Work to be completed:
Can you retype the artist statement word for word, starting at the words "Exhibition artist statement, Library" and stopping after "to the city."?

Exercise passage:
Wholesale Memory Commission

Exhibition artist statement, Library of Birmingham March 2018

‘Over the months I’ve been making portraits at Birmingham’s Smithfield Market, it’s seemed more and more to be a kind of heart. Like our own hearts it can seem invisible, but its workings are immanent, and essential to the city.

It’s intimate to the flow of our collective life, hidden not through obscurity, behind those Moat Lane walls, but in depth. 2018 is my 21st Birmingham year; and that’s over half my life eating food that’s passed through these halls, into the caverns of my body, and into the very walls of the cells that not only make me, but are me, mostly. If it’s true that every seven years we’ve replaced our physical selves with fresh molecular matter, then there’s almost three whole Dans gone down the tubes that came, in part, through here.

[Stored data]
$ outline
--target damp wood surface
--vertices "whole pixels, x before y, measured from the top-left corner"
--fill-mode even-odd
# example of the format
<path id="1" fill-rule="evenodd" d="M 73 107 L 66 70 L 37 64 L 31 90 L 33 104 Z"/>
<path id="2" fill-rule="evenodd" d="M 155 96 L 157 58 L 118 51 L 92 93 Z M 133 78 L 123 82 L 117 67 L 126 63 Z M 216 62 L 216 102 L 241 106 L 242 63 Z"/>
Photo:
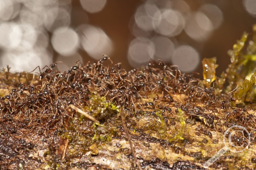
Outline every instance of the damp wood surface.
<path id="1" fill-rule="evenodd" d="M 220 77 L 216 58 L 204 59 L 203 80 L 160 60 L 127 71 L 106 56 L 64 72 L 55 63 L 38 75 L 3 69 L 0 169 L 206 169 L 229 136 L 238 152 L 208 169 L 255 169 L 256 73 L 246 66 L 255 45 L 253 38 L 245 49 L 247 36 Z M 225 132 L 238 126 L 249 133 Z"/>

Answer to the problem:
Exhibition artist statement, Library of Birmingham March 2018

‘Over the months I’ve been making portraits at Birmingham’s Smithfield Market, it’s seemed more and more to be a kind of heart. Like our own hearts it can seem invisible, but its workings are immanent, and essential to the city.